### Article

Gosh I hope I don't have typos, formatting issues, or errors in the algorithms I posted. I have been typing and revising this for hours .__.

TheCoder1998 · « **Reply #1 on:** December 03, 2014, 12:15:44 pm »

This is brilliant!
I really enjoy reading your posts

Xeda112358 · « **Reply #2 on:** December 03, 2014, 12:30:19 pm »

Thanks! Next I plan to make a similar algorithm for the complex logarithm using the same LUTs. It's pretty similar.

EDIT: Complex log will offer a logarithm function (real and complex) as well as an arctangent function (real).

Xeda112358 · « **Reply #3 on:** December 08, 2014, 01:52:53 pm »

So for the actual, cleaned up code:

First, take the following tables:
##L1[k]:=2^{k}\log((1-2^{-k})^{2}+4^{-k})##
##L2[k]:=2^{k+1}\log(1-2^{-k})##
##L3[k]:=2^{k}\log(1+4^{-k})##
##L4[k]:=2^{k}\log((1+2^{-k})^{2}+4^{-k})##
##L5[k]:=2^{k+1}\log(1+2^{-k})##
##A1[k]:=2^{k+1}\arctan(\frac{1}{2^{k}-1})##
##A2[k]:=2^{k+1}\arctan(2^{-k})##
##A3[k]:=2^{k+1}\arctan(\frac{1}{2^{k}+1})##

Code: [Select]

1→v
0→w
    for k,0,2m-1:
        if k<m:k→n
        2x→x
        2y→y
        sign(x)→s
        sign(y)→t
        if |x|<1:0→s
        if |y|<1:0→t
        v→a
        if s=-1
            if t=-1
                x-L1[n]→x
                y+A1[n]→y
                v-v>>k+w>>k→v
                w-w>>k-a>>k→w
            if t=0
                x-L2[n]→x
                v-v>>k→v
                w-w>>k→w
            if t=1
                x-L1[n]→x
                y-A1[n]→y
                v-v>>k-w>>k→v
                w-w>>k+a>>k→w
        if s=0
            if t=-1
                x-L3[n]→x
                y+A2[n]→y
                v+w>>k→v
                w-a>>k→w
            if t=1
                x-L3[n]→x
                y-A2[n]→y
                v-w>>k→v
                w+a>>k→w
        if s=1
            if t=-1
                x-L4[n]→x
                y+A3[n]→y
                v+v>>k+w>>k→v
                w+w>>k-a>>k→w
            if t=0
                x-L5[n]→x
                v+v>>k→v
                w+w>>k→w
            if t=1
                x-L4[n]→x
                y-A3[n]→y
                v+v>>k-w>>k→v
                w+w>>k+a>>k→w

It might also be convenient to move all the v,w calculations outside of the cases, since they are all essentially the same with components multiplied by s or t which are just multiplications by {1,0,-1}.

### Given problem A
Answer these questions about the forum thread above:
(i) Besides a logarithm function, what function does the planned complex log algorithm offer?
(ii) What values are assigned to v and w before the loop begins in the posted code?
(iii) According to the final paragraph, what values do the multiplications by s or t amount to?

(Dataset rows on where objects appear)
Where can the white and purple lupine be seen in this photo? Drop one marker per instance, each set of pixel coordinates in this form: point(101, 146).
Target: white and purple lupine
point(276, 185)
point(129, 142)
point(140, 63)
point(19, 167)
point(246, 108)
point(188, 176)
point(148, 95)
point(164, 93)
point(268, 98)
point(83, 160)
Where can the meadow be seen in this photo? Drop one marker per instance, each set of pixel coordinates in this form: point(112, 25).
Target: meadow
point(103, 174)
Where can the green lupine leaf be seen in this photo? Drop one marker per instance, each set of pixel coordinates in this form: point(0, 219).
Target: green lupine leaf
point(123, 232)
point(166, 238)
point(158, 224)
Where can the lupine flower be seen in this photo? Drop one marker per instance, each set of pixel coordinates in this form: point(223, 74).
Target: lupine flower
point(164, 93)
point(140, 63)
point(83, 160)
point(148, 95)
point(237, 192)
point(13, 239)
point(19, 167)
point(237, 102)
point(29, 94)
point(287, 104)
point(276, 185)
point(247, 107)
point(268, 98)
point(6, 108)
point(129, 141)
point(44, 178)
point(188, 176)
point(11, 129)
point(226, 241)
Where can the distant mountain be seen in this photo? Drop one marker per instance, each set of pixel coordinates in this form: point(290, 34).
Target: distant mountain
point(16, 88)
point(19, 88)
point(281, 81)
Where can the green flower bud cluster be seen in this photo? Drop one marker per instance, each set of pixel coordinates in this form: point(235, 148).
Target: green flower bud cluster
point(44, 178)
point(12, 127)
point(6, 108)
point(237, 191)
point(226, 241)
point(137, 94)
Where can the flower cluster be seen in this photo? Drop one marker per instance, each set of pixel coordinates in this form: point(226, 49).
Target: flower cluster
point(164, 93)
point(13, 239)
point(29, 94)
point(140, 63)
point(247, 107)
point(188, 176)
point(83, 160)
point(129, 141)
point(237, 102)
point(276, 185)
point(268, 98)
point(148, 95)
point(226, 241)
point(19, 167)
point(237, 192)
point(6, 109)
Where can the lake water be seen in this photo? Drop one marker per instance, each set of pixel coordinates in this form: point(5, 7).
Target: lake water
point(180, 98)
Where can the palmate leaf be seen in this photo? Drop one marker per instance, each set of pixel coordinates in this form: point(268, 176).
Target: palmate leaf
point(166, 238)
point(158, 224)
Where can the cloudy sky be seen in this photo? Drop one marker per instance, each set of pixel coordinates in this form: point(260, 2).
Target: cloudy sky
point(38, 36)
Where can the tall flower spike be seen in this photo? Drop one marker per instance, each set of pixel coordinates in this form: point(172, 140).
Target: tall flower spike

### Given problem B
Return every line of the records that contains the word "distant". Case counts.

### Written answer A
(i) An arctangent function (real).
(ii) v is set to 1 and w is set to 0.
(iii) Multiplications by {1,0,-1}.

### Written answer B
Where can the distant mountain be seen in this photo? Drop one marker per instance, each set of pixel coordinates in this form: point(290, 34).
Target: distant mountain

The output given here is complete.